● **WORK TASK**:
Continue the article about gymnast Chellsie Memmel's comeback from the point where it ends.

● **DOCUMENT SECTION**:
•••
She’s consistently working on a piked Arabian flip on the balance beam, which no woman has performed in international competition. If Memmel can do that, perhaps at a World Cup meet, it will be named after her, to go along with an eponymous skill she already has on floor exercise.

She went about seven years between doing skills on a four-foot-tall and four-inch-wide beam.

Memmel’s father said in a video posted June 11 that she was “95 percent in shape.”

“The dad in me is like, she’s crazy, why are we still doing this?” he said. “And the coach is going, it’s so easy, why are you not still doing this?”

By posting Friday’s video, Memmel hit a milestone in a process that began in late 2018.

“That just gives it more of a commitment,” Memmel said of the video, which had 38,000 views as of Monday morning. “I’m committed to doing gymnastics. I’m committed to training. Once you do that [say ‘comeback’], there’s a certain level of expectation. More just from me. Not from anybody else.”

It all started with “Chellsie Challenge” videos — also uploaded to her YouTube channel — of gymnastics-related exercises. She called that conditioning, one year after giving birth to her second child, daughter Audrielle.

By early 2019, Memmel, also a gymnastics coach to 18 girls ages 12 to 18 and a judge at all six of Simone Biles‘ national championships, began “playing around more” with gymnastics.

“I’m in shape. I like doing gymnastics. I like flipping. Let’s just see how it feels,” Memmel said. “I had done that hard part [conditioning], so why not reward myself with flipping again? Once I started doing that, it was that much more fun, and I looked forward to working out even more because I was doing gymnastics again.”

In her most recent video, Memmel trained in a mid-2000s era leotard (due to losing a bet).

Her first international splash came in 2003, winning the world title on uneven bars at age 15. She broke a bone in her left foot in April 2004 and petitioned into an Olympic selection camp, but ultimately traveled to the Athens Games as an alternate.

Memmel asked her dad to start coaching her for the 2008 Olympic cycle. She grabbed the 2005 World all-around title by .001 over Nastia Liukin, and in doing so won a bet with her father from the previous year. Andy bought her a silver Audi TT.

In 2006, Memmel qualified first into the world all-around final. But, between qualifying and individual events, she felt her right shoulder pop during a transition skill on bars in the team final. She finished the routine, withdrew from the meet and had surgery to repair a torn labrum and rotator cuff.
•••
● **RECORDS SUPPLIED**:
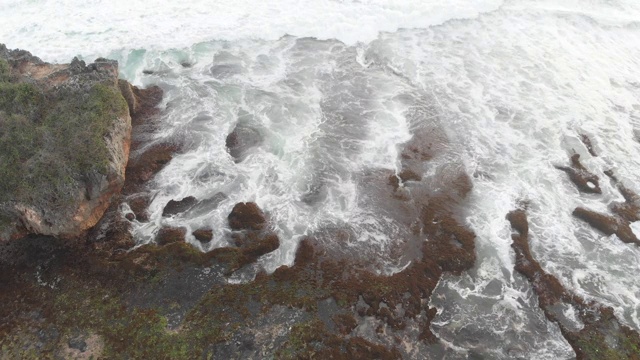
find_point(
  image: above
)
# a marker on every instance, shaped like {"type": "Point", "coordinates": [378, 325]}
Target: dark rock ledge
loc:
{"type": "Point", "coordinates": [64, 144]}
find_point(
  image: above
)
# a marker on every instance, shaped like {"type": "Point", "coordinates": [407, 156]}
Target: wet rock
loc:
{"type": "Point", "coordinates": [247, 216]}
{"type": "Point", "coordinates": [174, 207]}
{"type": "Point", "coordinates": [583, 179]}
{"type": "Point", "coordinates": [168, 235]}
{"type": "Point", "coordinates": [144, 166]}
{"type": "Point", "coordinates": [607, 224]}
{"type": "Point", "coordinates": [602, 333]}
{"type": "Point", "coordinates": [139, 205]}
{"type": "Point", "coordinates": [142, 102]}
{"type": "Point", "coordinates": [78, 343]}
{"type": "Point", "coordinates": [203, 235]}
{"type": "Point", "coordinates": [62, 94]}
{"type": "Point", "coordinates": [241, 140]}
{"type": "Point", "coordinates": [404, 176]}
{"type": "Point", "coordinates": [587, 143]}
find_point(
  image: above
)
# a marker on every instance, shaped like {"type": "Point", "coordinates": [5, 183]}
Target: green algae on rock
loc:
{"type": "Point", "coordinates": [64, 143]}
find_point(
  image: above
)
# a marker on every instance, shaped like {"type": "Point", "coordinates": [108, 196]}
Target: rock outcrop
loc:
{"type": "Point", "coordinates": [64, 144]}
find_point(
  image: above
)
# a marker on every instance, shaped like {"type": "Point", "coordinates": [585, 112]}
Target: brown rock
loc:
{"type": "Point", "coordinates": [241, 140]}
{"type": "Point", "coordinates": [143, 167]}
{"type": "Point", "coordinates": [85, 200]}
{"type": "Point", "coordinates": [246, 216]}
{"type": "Point", "coordinates": [203, 235]}
{"type": "Point", "coordinates": [174, 207]}
{"type": "Point", "coordinates": [581, 177]}
{"type": "Point", "coordinates": [607, 224]}
{"type": "Point", "coordinates": [168, 235]}
{"type": "Point", "coordinates": [139, 205]}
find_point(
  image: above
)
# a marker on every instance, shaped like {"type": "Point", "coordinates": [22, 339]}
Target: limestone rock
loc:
{"type": "Point", "coordinates": [64, 176]}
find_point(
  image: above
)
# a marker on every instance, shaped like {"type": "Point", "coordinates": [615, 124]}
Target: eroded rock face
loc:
{"type": "Point", "coordinates": [175, 207]}
{"type": "Point", "coordinates": [203, 235]}
{"type": "Point", "coordinates": [81, 102]}
{"type": "Point", "coordinates": [169, 235]}
{"type": "Point", "coordinates": [241, 140]}
{"type": "Point", "coordinates": [247, 216]}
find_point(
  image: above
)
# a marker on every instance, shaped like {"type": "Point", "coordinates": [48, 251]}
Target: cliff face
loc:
{"type": "Point", "coordinates": [65, 133]}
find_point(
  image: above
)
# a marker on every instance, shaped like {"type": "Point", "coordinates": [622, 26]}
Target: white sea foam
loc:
{"type": "Point", "coordinates": [513, 85]}
{"type": "Point", "coordinates": [58, 30]}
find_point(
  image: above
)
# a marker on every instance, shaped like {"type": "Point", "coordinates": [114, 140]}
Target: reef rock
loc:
{"type": "Point", "coordinates": [64, 145]}
{"type": "Point", "coordinates": [246, 216]}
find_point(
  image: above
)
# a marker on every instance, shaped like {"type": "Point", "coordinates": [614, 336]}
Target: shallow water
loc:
{"type": "Point", "coordinates": [511, 85]}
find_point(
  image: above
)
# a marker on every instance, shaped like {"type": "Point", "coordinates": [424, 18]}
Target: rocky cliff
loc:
{"type": "Point", "coordinates": [65, 133]}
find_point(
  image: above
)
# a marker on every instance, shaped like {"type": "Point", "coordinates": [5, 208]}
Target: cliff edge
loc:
{"type": "Point", "coordinates": [65, 133]}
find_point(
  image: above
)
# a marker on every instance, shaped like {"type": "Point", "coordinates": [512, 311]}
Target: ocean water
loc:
{"type": "Point", "coordinates": [334, 87]}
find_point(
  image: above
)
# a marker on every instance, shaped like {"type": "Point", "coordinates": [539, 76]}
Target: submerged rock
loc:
{"type": "Point", "coordinates": [581, 177]}
{"type": "Point", "coordinates": [168, 235]}
{"type": "Point", "coordinates": [174, 207]}
{"type": "Point", "coordinates": [246, 216]}
{"type": "Point", "coordinates": [241, 140]}
{"type": "Point", "coordinates": [203, 235]}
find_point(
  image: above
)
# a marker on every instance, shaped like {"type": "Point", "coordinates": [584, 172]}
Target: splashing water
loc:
{"type": "Point", "coordinates": [513, 86]}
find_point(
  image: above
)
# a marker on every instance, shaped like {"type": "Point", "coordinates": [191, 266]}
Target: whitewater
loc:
{"type": "Point", "coordinates": [333, 88]}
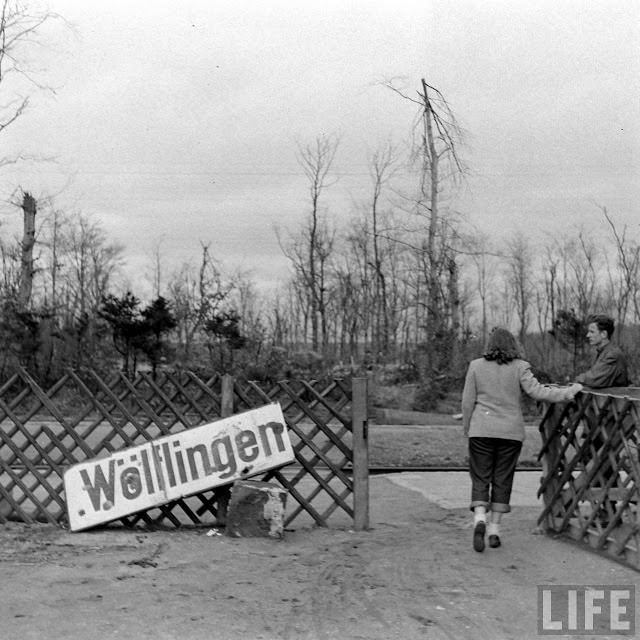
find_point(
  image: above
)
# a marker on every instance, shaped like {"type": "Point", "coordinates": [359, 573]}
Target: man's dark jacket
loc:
•••
● **ANSWER SPACE**:
It took about two months to lift her arm over her head again. She didn’t fully return until 2008, taking third behind Shawn Johnson and Liukin at the national championships and Olympic Trials. In Beijing, Memmel broke a bone in her right ankle in training, limiting her to one apparatus, bars, in qualifying and the team final where the U.S. took silver.

Memmel didn’t quit.

She came back from two more shoulder surgeries in September 2011 and February 2012 to bid for the London Olympic team. She competed on one event at a tune-up meet, falling twice off the balance beam at the May 2012 U.S. Classic. Her petition to the U.S. Championships was controversially denied by USA Gymnastics. She retired later that year.

She was back at nationals in 2013, as a judge, and has been throughout the Biles era. She stayed close to the sport amid major life changes in her 20s — marriage to Kory Maier and the birth of son Dashel in 2015 and Audrielle in 2017.

Bars were Memmel’s trademark as a teenager. It’s been the toughest apparatus to get back this year. She’s exercising patience swinging on those shoulders.

“It took the longest to convince myself to try bars,” she said. “They [shoulders] feel really great now. I want them to stay that way.”

Memmel trains three days a week and is in the gym more than that, usually accompanied by her kids, who take gymnastics classes.

“When I started working out and taking time each week to do something that was just for me, it made me a happier person, and it made me a better mom,” she said. “Then, when I started doing gymnastics more, they can see that you can set goals and work hard for something and try to achieve something. I think that’s a really great message to send to your kids. Not just to tell them, but to actively show them.”